-- START OF Entries provided --

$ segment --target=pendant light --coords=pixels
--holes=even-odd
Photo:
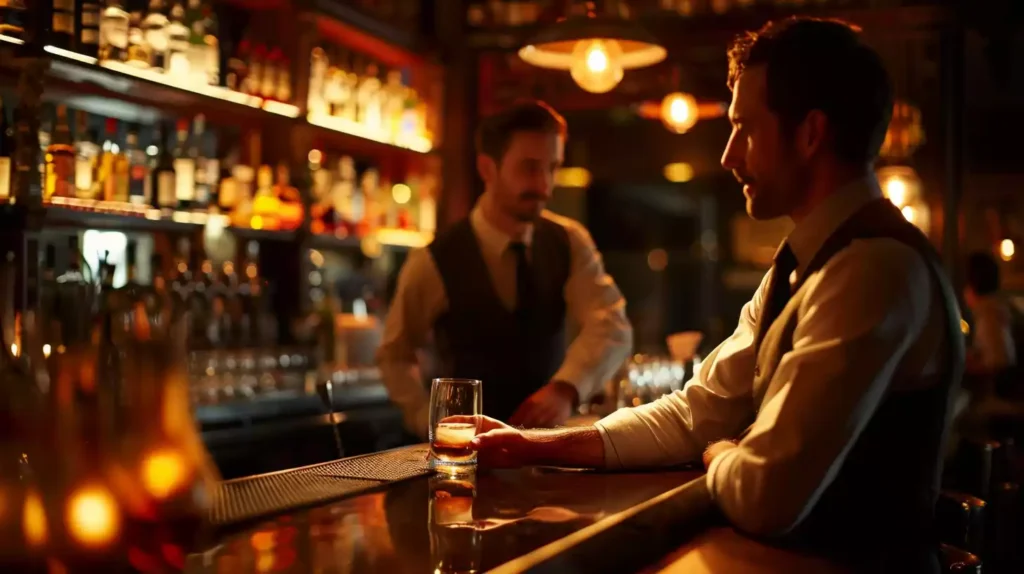
[[[626,70],[653,65],[666,57],[657,40],[627,18],[622,0],[566,2],[566,17],[545,28],[519,49],[526,63],[568,70],[591,93],[611,91]]]

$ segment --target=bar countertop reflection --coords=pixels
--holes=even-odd
[[[190,555],[185,571],[484,572],[698,476],[555,469],[425,475],[223,534]]]

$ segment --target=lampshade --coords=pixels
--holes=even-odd
[[[590,12],[545,28],[519,49],[519,57],[538,68],[570,70],[577,45],[592,40],[616,44],[615,63],[623,70],[653,65],[667,55],[657,40],[636,23]]]

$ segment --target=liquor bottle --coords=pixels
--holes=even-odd
[[[128,12],[128,63],[135,68],[150,68],[150,43],[142,34],[142,14],[145,0],[129,0]]]
[[[0,97],[0,203],[11,194],[14,169],[14,126],[7,121],[7,106]]]
[[[273,99],[278,92],[278,74],[281,68],[281,50],[273,48],[263,60],[263,72],[260,76],[260,96]]]
[[[227,59],[227,75],[224,78],[224,85],[228,89],[238,92],[246,90],[246,86],[248,85],[246,76],[249,71],[249,41],[243,40],[239,42],[234,53]]]
[[[121,146],[117,143],[117,133],[118,121],[114,118],[108,118],[95,178],[102,190],[99,198],[106,202],[113,202],[117,195],[117,178],[114,175],[114,170],[118,157],[121,154]]]
[[[196,192],[193,207],[201,209],[206,209],[210,205],[210,196],[213,194],[211,186],[216,184],[216,179],[210,180],[210,160],[206,153],[205,130],[206,118],[200,114],[193,121],[193,134],[188,140],[186,151],[188,158],[193,160],[196,170],[194,176]],[[217,170],[218,175],[219,173],[220,170]]]
[[[68,106],[57,105],[56,125],[46,147],[43,198],[75,196],[75,146],[68,126]]]
[[[203,43],[206,54],[206,82],[211,86],[220,85],[220,36],[219,20],[213,6],[203,6]]]
[[[161,210],[173,210],[178,205],[177,182],[174,173],[174,157],[167,145],[167,135],[163,124],[157,125],[157,166],[150,176],[153,182],[154,205]]]
[[[180,0],[173,0],[165,28],[167,33],[167,73],[176,80],[188,79],[188,28],[184,24],[185,9]]]
[[[306,107],[313,117],[323,118],[330,113],[324,94],[329,63],[324,48],[316,46],[309,52],[309,95]]]
[[[292,62],[284,55],[278,61],[278,85],[273,98],[278,101],[292,101]]]
[[[99,17],[99,59],[124,61],[128,56],[128,12],[121,0],[106,0]]]
[[[96,196],[96,166],[99,145],[96,132],[89,129],[89,116],[79,109],[75,118],[75,195],[82,200]]]
[[[71,50],[75,48],[75,0],[52,0],[50,44]]]
[[[100,0],[75,0],[78,45],[76,50],[86,56],[99,55],[99,2]]]
[[[150,46],[150,67],[158,72],[167,65],[167,24],[164,0],[150,0],[150,9],[142,19],[142,39]]]
[[[204,25],[202,0],[188,0],[184,19],[184,26],[188,29],[188,81],[196,85],[209,83],[206,75],[206,29]]]
[[[196,158],[188,153],[188,120],[178,120],[174,146],[174,195],[179,210],[189,210],[196,203]]]
[[[125,158],[128,162],[128,201],[136,206],[152,205],[148,159],[138,145],[138,131],[135,128],[128,128],[128,135],[125,136]]]

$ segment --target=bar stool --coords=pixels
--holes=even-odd
[[[935,503],[939,540],[980,555],[985,549],[985,501],[977,496],[943,490]]]
[[[942,572],[981,574],[981,559],[967,550],[949,544],[939,544],[939,557],[942,561]]]

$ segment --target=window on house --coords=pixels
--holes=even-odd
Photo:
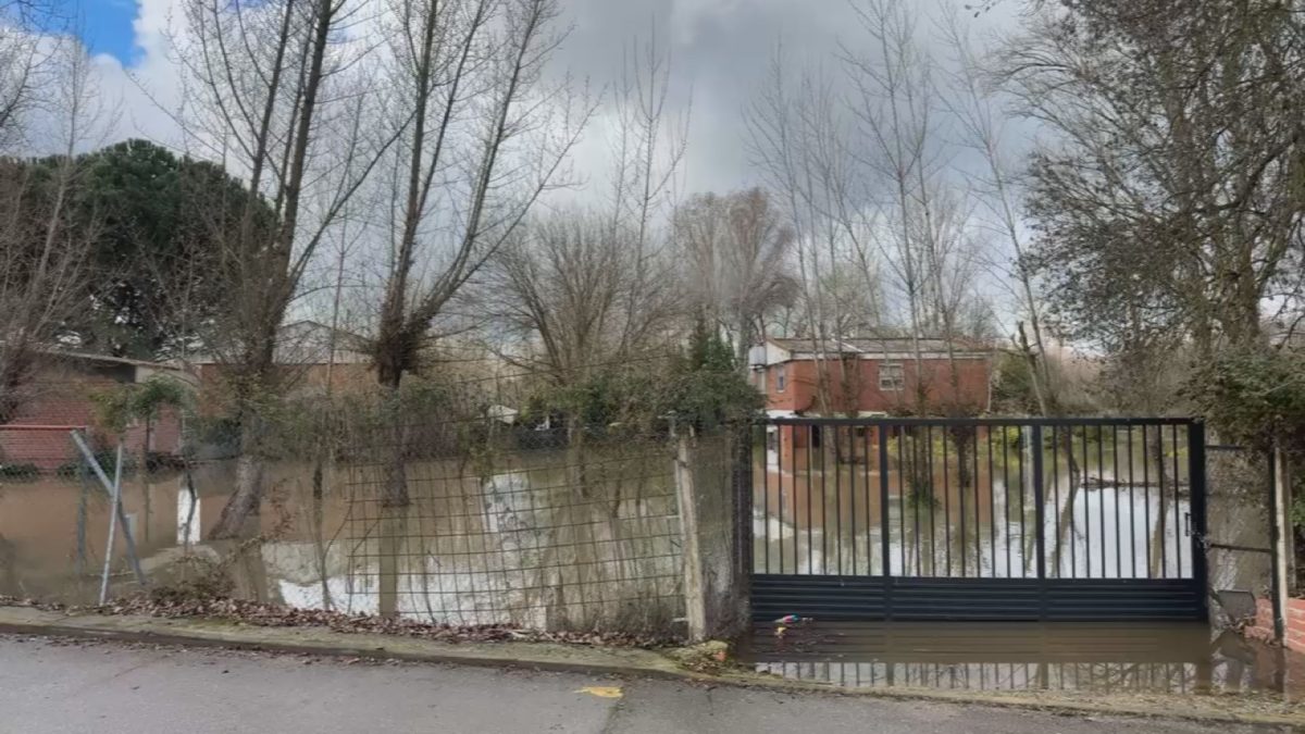
[[[880,389],[881,391],[900,391],[906,385],[906,374],[902,371],[902,364],[895,362],[886,362],[880,364]]]

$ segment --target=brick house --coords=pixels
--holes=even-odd
[[[376,372],[363,347],[363,337],[358,334],[303,320],[281,328],[273,359],[287,394],[356,393],[376,387]],[[230,367],[214,355],[196,357],[191,363],[204,385],[204,410],[221,410]]]
[[[112,444],[112,438],[95,424],[95,396],[155,375],[194,381],[177,364],[46,351],[34,379],[21,388],[17,411],[0,424],[0,464],[34,465],[42,471],[57,469],[77,456],[69,435],[74,428],[90,431],[93,445]],[[163,455],[180,453],[181,417],[166,410],[149,430],[144,423],[129,426],[123,449],[140,456],[146,448]]]
[[[916,349],[919,347],[919,354]],[[889,415],[976,415],[992,398],[996,350],[970,340],[929,337],[769,338],[749,351],[753,385],[766,396],[773,418]],[[818,431],[771,426],[770,464],[792,466],[820,443]],[[857,436],[867,431],[857,428]],[[868,441],[878,436],[869,430]],[[803,449],[803,451],[799,451]]]

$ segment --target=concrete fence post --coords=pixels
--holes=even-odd
[[[680,537],[684,549],[684,610],[689,623],[689,640],[697,643],[707,636],[707,599],[702,581],[702,547],[698,537],[698,507],[690,457],[689,438],[677,436],[675,495],[680,509]]]
[[[1283,641],[1285,636],[1287,599],[1291,597],[1296,577],[1295,532],[1292,529],[1292,477],[1291,462],[1282,447],[1274,447],[1274,507],[1271,509],[1270,535],[1274,550],[1274,637]]]

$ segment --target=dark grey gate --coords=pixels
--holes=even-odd
[[[774,418],[758,434],[754,619],[1207,618],[1197,421]]]

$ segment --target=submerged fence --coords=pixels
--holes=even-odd
[[[526,436],[529,438],[529,436]],[[380,614],[449,624],[669,630],[684,615],[672,453],[551,436],[478,460],[355,468],[350,564]]]
[[[1182,419],[770,419],[756,613],[1205,614],[1205,439]]]

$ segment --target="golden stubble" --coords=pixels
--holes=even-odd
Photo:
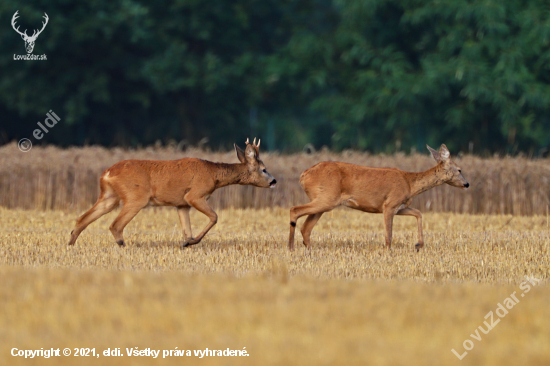
[[[524,276],[541,279],[460,361],[546,365],[550,359],[546,217],[396,217],[338,209],[312,249],[286,247],[288,210],[219,211],[180,249],[174,209],[146,209],[119,248],[113,212],[67,247],[77,214],[0,209],[0,364],[446,365]],[[197,231],[206,218],[192,211]],[[299,221],[298,227],[302,224]],[[299,231],[297,231],[299,232]],[[301,242],[297,234],[298,243]],[[247,358],[25,360],[13,347],[242,349]]]

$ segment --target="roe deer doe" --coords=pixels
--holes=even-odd
[[[124,160],[105,170],[99,179],[101,193],[95,205],[76,220],[69,245],[92,222],[123,207],[110,226],[118,245],[124,246],[122,232],[137,213],[148,205],[175,206],[185,236],[184,247],[198,244],[218,221],[218,215],[206,200],[214,190],[231,184],[274,188],[277,181],[260,160],[260,140],[246,140],[245,151],[237,144],[240,164],[213,163],[195,158],[180,160]],[[196,208],[210,219],[203,231],[193,238],[189,210]]]
[[[427,145],[426,145],[427,146]],[[309,247],[313,226],[324,212],[343,205],[356,210],[384,214],[386,245],[391,247],[392,223],[395,215],[414,216],[418,222],[417,251],[424,246],[422,214],[410,208],[412,198],[428,189],[447,183],[467,189],[470,184],[461,169],[451,161],[444,144],[439,152],[427,146],[437,165],[420,173],[395,168],[369,168],[360,165],[324,161],[302,173],[300,185],[310,203],[290,209],[290,236],[288,247],[294,250],[296,220],[307,215],[301,232],[304,245]]]

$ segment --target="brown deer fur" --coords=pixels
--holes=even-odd
[[[427,147],[437,165],[425,172],[410,173],[395,168],[369,168],[332,161],[321,162],[303,172],[300,185],[311,202],[290,209],[289,249],[294,249],[298,218],[307,215],[301,232],[304,245],[309,247],[311,231],[321,215],[340,205],[364,212],[383,213],[388,248],[391,247],[393,217],[416,217],[416,248],[422,248],[422,214],[409,207],[412,198],[443,183],[462,189],[470,185],[462,176],[461,169],[451,161],[451,154],[445,145],[441,145],[439,152]]]
[[[184,158],[180,160],[124,160],[105,170],[99,180],[101,192],[95,205],[76,220],[69,245],[92,222],[112,211],[120,203],[123,207],[110,226],[120,246],[124,246],[124,227],[148,205],[175,206],[184,232],[183,246],[198,244],[216,224],[218,215],[206,200],[214,190],[231,184],[275,187],[277,181],[260,160],[260,141],[242,151],[235,144],[239,164],[212,163]],[[191,233],[189,210],[196,208],[210,219],[195,238]]]

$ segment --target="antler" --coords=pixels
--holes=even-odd
[[[17,33],[19,33],[20,35],[28,37],[26,29],[25,29],[25,33],[22,33],[22,32],[19,31],[19,26],[17,26],[17,28],[15,28],[15,19],[19,18],[19,15],[17,15],[18,12],[19,12],[19,10],[17,10],[15,12],[15,14],[13,14],[13,17],[11,18],[11,26],[13,27],[13,30],[16,31]],[[46,13],[44,13],[44,14],[46,14]]]
[[[17,13],[19,12],[19,10],[17,10],[15,12],[15,14],[13,14],[13,17],[11,18],[11,26],[13,27],[13,30],[16,31],[17,33],[19,33],[21,36],[25,37],[25,38],[28,38],[28,39],[36,39],[36,37],[38,37],[38,35],[40,33],[42,33],[42,31],[44,30],[44,28],[46,28],[46,24],[48,24],[48,20],[50,19],[48,17],[48,14],[44,13],[44,16],[43,18],[46,20],[46,22],[42,22],[42,29],[40,29],[39,31],[38,30],[34,30],[32,36],[29,37],[29,35],[27,34],[27,30],[25,29],[25,32],[20,32],[19,31],[19,26],[17,26],[17,28],[15,28],[15,20],[17,18],[19,18],[19,15],[17,15]],[[37,33],[38,32],[38,33]]]
[[[46,12],[44,12],[44,16],[43,16],[42,18],[44,18],[44,20],[46,20],[46,22],[45,22],[45,23],[42,22],[42,29],[40,29],[40,30],[38,31],[38,33],[36,33],[36,32],[37,32],[36,29],[34,30],[34,33],[32,34],[31,38],[36,38],[36,37],[38,37],[38,35],[39,35],[40,33],[42,33],[42,31],[44,30],[44,28],[46,28],[46,25],[48,24],[48,20],[49,20],[50,18],[48,17],[48,14],[46,14]],[[36,33],[36,35],[35,35],[35,33]]]

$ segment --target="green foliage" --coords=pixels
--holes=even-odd
[[[48,13],[48,61],[11,57],[16,10],[22,29]],[[550,144],[549,15],[540,0],[4,2],[0,134],[29,137],[53,109],[62,145],[533,151]]]

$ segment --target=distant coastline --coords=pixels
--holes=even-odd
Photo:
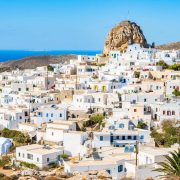
[[[0,50],[0,62],[11,60],[18,60],[29,56],[43,56],[43,55],[68,55],[68,54],[81,54],[81,55],[96,55],[100,54],[99,50]]]

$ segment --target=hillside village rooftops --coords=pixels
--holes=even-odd
[[[16,148],[18,149],[24,149],[25,151],[28,151],[29,153],[38,154],[38,155],[46,155],[46,154],[53,154],[58,153],[61,150],[63,150],[62,147],[55,148],[52,146],[44,146],[39,144],[31,144],[27,146],[20,146]]]
[[[105,166],[105,165],[115,165],[119,161],[128,161],[131,160],[131,156],[129,153],[123,153],[123,154],[114,154],[111,156],[106,156],[102,160],[94,160],[94,159],[86,159],[81,161],[66,161],[66,163],[71,167],[76,166]]]
[[[139,151],[146,153],[146,154],[150,154],[153,156],[158,156],[158,155],[166,155],[169,152],[172,152],[174,150],[177,150],[176,147],[172,147],[172,148],[156,148],[156,147],[140,147]]]
[[[25,126],[30,126],[30,127],[37,127],[37,124],[25,123],[25,122],[21,122],[21,123],[19,123],[19,125],[25,125]]]
[[[57,125],[72,125],[72,124],[74,124],[74,123],[76,123],[76,121],[53,121],[53,122],[51,122],[51,123],[49,123],[49,124],[57,124]]]

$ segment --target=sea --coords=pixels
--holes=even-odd
[[[0,62],[18,60],[28,56],[43,56],[43,55],[96,55],[101,54],[98,50],[51,50],[51,51],[29,51],[29,50],[0,50]]]

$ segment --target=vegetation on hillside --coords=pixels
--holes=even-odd
[[[0,136],[13,139],[15,144],[27,144],[31,141],[28,134],[16,130],[9,130],[7,128],[0,131]]]
[[[146,129],[147,128],[147,124],[144,123],[144,122],[139,121],[138,124],[137,124],[137,128]]]
[[[162,172],[163,177],[167,179],[180,178],[180,148],[177,151],[170,152],[170,155],[165,156],[166,160],[158,163],[160,168],[155,171]]]
[[[48,65],[47,69],[48,69],[48,71],[52,71],[52,72],[54,71],[54,68],[51,65]]]
[[[168,65],[163,60],[160,60],[159,62],[157,62],[157,66],[162,66],[163,69],[171,69],[171,70],[174,70],[174,71],[179,71],[180,70],[180,64]]]
[[[96,127],[100,129],[101,127],[104,127],[105,126],[104,118],[105,116],[103,114],[93,114],[88,122],[83,123],[81,131],[86,131],[87,128]]]
[[[135,71],[135,72],[134,72],[134,76],[135,76],[135,78],[139,78],[139,77],[140,77],[140,72]]]
[[[162,123],[162,131],[152,130],[151,137],[154,138],[156,146],[170,147],[180,143],[180,128],[175,121],[166,120]]]
[[[2,156],[0,158],[0,167],[4,167],[11,162],[11,158],[9,156]]]

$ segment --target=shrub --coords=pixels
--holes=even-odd
[[[11,158],[9,156],[2,156],[2,158],[0,159],[0,167],[4,167],[10,162],[11,162]]]
[[[137,124],[137,128],[139,129],[146,129],[147,128],[147,124],[144,122],[139,121]]]
[[[92,116],[90,117],[90,120],[91,120],[92,122],[94,122],[95,124],[98,123],[99,125],[102,124],[103,119],[104,119],[103,114],[95,114],[95,115],[92,115]]]
[[[67,154],[62,154],[60,157],[61,157],[62,159],[68,159],[69,155],[67,155]]]
[[[20,162],[20,165],[27,167],[27,168],[30,168],[30,169],[36,169],[37,168],[37,166],[35,164],[28,163],[28,162]]]
[[[50,166],[51,168],[57,168],[58,167],[58,163],[51,162],[51,163],[48,164],[48,166]]]

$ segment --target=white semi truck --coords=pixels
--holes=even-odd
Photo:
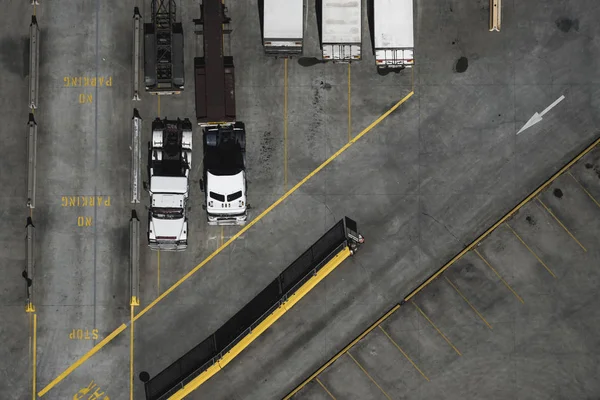
[[[304,0],[264,0],[263,46],[266,54],[302,54]]]
[[[361,59],[362,0],[322,0],[321,48],[323,60]]]
[[[246,129],[242,122],[206,126],[202,132],[204,192],[209,225],[246,223]]]
[[[402,69],[415,63],[413,0],[374,0],[375,63]]]
[[[152,122],[152,141],[148,143],[148,245],[152,250],[187,248],[186,205],[191,166],[190,120],[156,118]]]

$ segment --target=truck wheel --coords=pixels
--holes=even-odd
[[[243,151],[246,151],[246,133],[244,131],[235,132],[235,141],[240,145]]]
[[[217,145],[217,134],[215,132],[208,132],[204,135],[204,141],[207,146],[214,147]]]

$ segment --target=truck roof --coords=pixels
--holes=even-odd
[[[188,181],[185,176],[153,176],[150,178],[150,192],[187,193]]]
[[[374,0],[375,49],[413,48],[413,0]]]
[[[232,175],[245,169],[242,148],[234,141],[204,146],[204,169],[213,175]]]
[[[302,39],[304,0],[265,0],[265,39]]]
[[[323,0],[323,43],[360,43],[361,22],[361,0]]]

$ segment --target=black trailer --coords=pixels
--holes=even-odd
[[[328,262],[346,248],[354,254],[363,242],[356,222],[348,217],[341,219],[215,333],[147,380],[146,400],[166,400],[183,389],[218,363]]]
[[[183,26],[175,0],[152,0],[152,22],[144,24],[144,83],[152,94],[183,90]]]
[[[235,121],[233,57],[224,55],[223,35],[230,33],[230,18],[222,0],[203,0],[196,33],[203,36],[204,55],[194,58],[196,118],[198,125]]]

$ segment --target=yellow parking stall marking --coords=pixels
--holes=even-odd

-- END OF Entries provided --

[To do] Reproduce as a numbered list the lines running from the line that contains "stall marking --coords=pixels" through the final line above, both included, leaving out any blank lines.

[Task response]
1. $ segment --target=yellow parking stall marking --coords=pixels
2. --holes=even-odd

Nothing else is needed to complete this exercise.